*Text block*:
In the CARE1 Part B study, 57 of 61 patients (93.4%) in the 20 mg/kg/day cannabidiol group and 44 of 59 patients (74.6%) in the placebo group reported 1 or more AEs. In the CARE2 study, 56 of 64 patients (87.5%) in the 10 mg/kg/day cannabidiol group, 62 of 69 patients (89.9%) in the 20 mg/kg/day cannabidiol group, and 58 of 65 patients (89.2%) in the placebo group reported 1 or more AEs. The most common AEs reported in both studies (> 10% of patients in any treatment group) were somnolence, diarrhea, and decreased appetite.

Serious Adverse Events

The most commonly reported serious AEs (SAEs) in both trials were nervous system disorders. All SAEs were resolved in the CARE1 Part B study, while 3 patients in the 20 mg/kg/day cannabidiol group in the CARE2 study collectively had 3 SAEs that were not resolved at the end of the trial.

*Records supplied*:
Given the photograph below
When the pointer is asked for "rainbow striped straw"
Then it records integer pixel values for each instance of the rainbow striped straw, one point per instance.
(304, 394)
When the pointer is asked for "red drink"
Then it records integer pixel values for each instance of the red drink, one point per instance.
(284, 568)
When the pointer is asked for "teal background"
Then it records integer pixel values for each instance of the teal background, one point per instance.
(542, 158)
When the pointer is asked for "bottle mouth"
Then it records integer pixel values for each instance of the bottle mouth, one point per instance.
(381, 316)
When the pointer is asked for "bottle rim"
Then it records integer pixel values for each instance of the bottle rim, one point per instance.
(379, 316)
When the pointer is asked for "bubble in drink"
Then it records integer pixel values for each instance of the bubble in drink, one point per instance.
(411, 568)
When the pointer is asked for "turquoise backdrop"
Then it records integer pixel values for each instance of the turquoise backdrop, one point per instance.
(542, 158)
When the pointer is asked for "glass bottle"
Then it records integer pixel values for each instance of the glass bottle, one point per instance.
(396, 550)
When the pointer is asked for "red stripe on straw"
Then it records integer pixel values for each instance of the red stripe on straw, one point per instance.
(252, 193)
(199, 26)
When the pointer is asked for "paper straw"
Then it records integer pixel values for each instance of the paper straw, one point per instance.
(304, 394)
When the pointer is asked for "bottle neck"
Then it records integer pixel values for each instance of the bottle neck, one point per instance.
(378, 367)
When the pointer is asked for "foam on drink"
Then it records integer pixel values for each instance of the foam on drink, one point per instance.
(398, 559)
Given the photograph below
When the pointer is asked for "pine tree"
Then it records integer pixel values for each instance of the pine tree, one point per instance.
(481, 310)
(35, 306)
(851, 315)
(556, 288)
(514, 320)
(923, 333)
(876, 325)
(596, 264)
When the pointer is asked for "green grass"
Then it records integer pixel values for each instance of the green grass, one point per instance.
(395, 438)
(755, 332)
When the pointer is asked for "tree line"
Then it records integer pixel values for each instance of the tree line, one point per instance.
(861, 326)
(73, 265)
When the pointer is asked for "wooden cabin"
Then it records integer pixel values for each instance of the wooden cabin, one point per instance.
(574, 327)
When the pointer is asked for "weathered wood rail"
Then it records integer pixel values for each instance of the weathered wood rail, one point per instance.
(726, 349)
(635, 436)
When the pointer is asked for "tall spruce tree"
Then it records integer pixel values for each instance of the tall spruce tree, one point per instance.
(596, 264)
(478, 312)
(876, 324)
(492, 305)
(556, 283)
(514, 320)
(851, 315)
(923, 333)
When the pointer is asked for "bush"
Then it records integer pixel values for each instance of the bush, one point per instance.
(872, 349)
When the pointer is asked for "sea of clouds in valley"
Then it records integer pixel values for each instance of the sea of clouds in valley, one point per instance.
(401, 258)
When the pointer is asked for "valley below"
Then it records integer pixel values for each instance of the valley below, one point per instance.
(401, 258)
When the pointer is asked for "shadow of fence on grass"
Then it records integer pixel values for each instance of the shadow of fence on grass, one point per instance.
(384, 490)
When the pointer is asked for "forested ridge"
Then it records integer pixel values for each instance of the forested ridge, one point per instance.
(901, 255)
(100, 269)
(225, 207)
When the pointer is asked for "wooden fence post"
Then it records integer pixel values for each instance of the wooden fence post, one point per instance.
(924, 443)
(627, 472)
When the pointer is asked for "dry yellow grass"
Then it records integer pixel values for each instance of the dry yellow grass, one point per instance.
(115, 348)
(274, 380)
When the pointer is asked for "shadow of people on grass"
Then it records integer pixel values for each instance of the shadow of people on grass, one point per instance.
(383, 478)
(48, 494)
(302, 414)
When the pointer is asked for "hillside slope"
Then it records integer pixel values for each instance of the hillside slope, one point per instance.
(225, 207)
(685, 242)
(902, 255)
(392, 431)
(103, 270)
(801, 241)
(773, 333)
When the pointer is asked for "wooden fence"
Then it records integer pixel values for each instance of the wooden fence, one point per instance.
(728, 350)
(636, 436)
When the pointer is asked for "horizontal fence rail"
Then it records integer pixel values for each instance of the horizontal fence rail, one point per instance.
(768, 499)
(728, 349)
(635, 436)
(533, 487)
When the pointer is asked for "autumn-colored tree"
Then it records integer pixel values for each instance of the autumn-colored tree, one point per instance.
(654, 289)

---

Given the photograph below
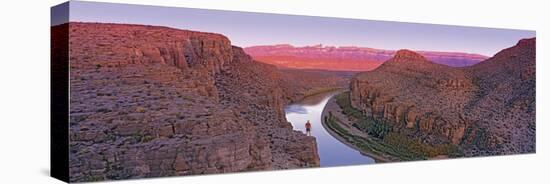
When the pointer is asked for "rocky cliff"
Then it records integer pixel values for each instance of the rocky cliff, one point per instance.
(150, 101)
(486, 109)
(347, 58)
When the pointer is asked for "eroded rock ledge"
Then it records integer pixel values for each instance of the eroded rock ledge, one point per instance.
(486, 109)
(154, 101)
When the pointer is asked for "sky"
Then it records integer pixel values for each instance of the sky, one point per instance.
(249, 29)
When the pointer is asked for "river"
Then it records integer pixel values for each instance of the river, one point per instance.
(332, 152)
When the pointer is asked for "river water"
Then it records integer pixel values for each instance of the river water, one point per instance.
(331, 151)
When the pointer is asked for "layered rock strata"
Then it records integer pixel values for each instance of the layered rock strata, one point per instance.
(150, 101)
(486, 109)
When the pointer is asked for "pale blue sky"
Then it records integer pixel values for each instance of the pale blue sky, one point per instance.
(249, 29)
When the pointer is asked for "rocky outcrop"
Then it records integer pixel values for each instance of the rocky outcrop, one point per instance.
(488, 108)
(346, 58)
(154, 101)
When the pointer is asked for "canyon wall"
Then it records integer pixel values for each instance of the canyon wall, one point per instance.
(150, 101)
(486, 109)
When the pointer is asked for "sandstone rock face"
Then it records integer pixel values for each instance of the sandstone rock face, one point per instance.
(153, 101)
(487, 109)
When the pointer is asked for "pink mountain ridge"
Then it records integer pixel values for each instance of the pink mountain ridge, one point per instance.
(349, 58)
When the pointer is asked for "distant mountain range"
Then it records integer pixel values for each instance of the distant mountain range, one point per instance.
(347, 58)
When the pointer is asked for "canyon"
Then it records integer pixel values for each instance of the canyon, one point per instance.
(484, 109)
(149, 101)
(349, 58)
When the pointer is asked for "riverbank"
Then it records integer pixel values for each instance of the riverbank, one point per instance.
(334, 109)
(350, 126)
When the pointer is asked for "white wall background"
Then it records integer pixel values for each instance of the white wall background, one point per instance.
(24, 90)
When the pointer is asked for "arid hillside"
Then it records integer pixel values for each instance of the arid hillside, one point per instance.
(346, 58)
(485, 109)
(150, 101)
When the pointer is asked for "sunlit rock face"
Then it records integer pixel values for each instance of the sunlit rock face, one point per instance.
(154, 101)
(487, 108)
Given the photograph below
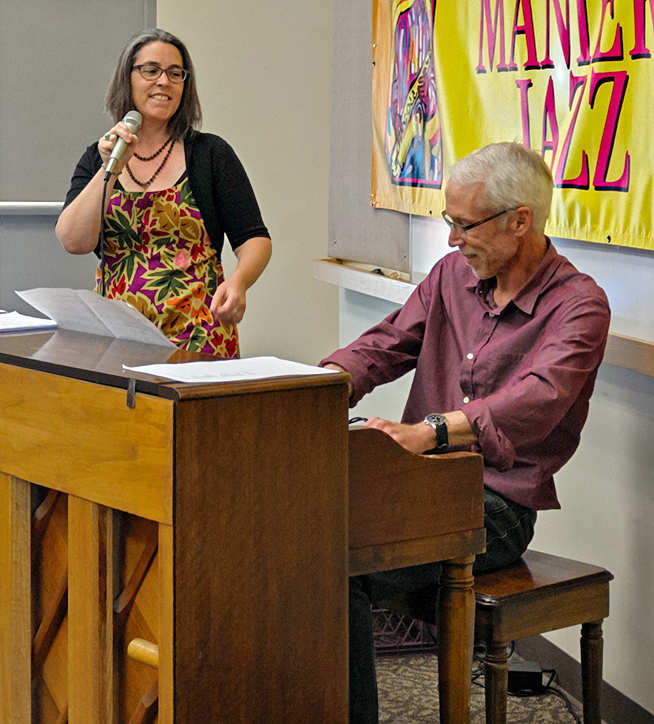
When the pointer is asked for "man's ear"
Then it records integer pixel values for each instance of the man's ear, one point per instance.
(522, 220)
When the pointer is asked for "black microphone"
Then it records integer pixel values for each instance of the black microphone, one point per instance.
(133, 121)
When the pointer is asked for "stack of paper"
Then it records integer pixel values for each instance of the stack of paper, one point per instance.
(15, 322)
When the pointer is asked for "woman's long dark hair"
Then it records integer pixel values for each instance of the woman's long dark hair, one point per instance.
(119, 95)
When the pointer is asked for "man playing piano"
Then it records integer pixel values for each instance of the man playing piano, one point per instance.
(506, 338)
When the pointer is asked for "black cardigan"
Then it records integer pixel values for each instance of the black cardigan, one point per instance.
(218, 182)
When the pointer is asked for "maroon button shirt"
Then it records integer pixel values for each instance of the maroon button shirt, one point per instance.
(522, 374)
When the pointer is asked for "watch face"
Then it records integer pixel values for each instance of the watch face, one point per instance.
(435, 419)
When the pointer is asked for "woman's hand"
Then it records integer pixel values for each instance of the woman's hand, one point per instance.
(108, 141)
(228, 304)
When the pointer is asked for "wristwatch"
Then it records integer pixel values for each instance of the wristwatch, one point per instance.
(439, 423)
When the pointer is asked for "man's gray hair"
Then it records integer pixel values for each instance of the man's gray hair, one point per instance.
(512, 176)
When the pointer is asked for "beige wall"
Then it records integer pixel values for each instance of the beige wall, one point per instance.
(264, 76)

*Work instructions*:
A) Which adverse events does the cannabidiol safety passage list as the most common in both studies?
B) Copy the cannabidiol safety passage word for word, starting at "The most commonly" and ending at "of the trial.".
C) What follows the final sentence of the cannabidiol safety passage? Write the continuation.

*Answers for this exercise*:
A) somnolence, diarrhea, decreased appetite

B)
The most commonly reported serious AEs (SAEs) in both trials were nervous system disorders. All SAEs were resolved in the CARE1 Part B study, while 3 patients in the 20 mg/kg/day cannabidiol group in the CARE2 study collectively had 3 SAEs that were not resolved at the end of the trial.

C)
In the CARE1 Part B study, 10 of 61 patients (16.4%) in the 20 mg/kg/day cannabidiol group and 3 of 59 patients (5.1%) in the placebo group reported 1 or more SAEs. In the CARE2 study, 13 of 64 patients (20.3%) in the 10 mg/kg/day cannabidiol group, 17 of 69 patients (24.6%) in the 20 mg/kg/day cannabidiol group, and 10 of 65 patients (15.4%) in the placebo group reported 1 or more SAEs. The most common SAEs reported in more than 2% of patients in both studies were status epilepticus, somnolence, and convulsion. Pneumonia was also a common SAE reported in the CARE2 study.

Withdrawals Due to Adverse Events

In the CARE1 Part B study, AEs that led to treatment discontinuation occurred in 9 of 61 patients (14.8%) in the 20 mg/kg/day cannabidiol group and in 1 of 59 patients (1.7%) in the placebo group. In the CARE2 study, 5 of 69 patients (7.2%) in the 20 mg/kg/day cannabidiol group experienced AEs leading to discontinuation from the study. No patients in the 10 mg/kg/day cannabidiol group or placebo groups discontinued treatment due to AEs.

Mortality

No patient deaths occurred during either study.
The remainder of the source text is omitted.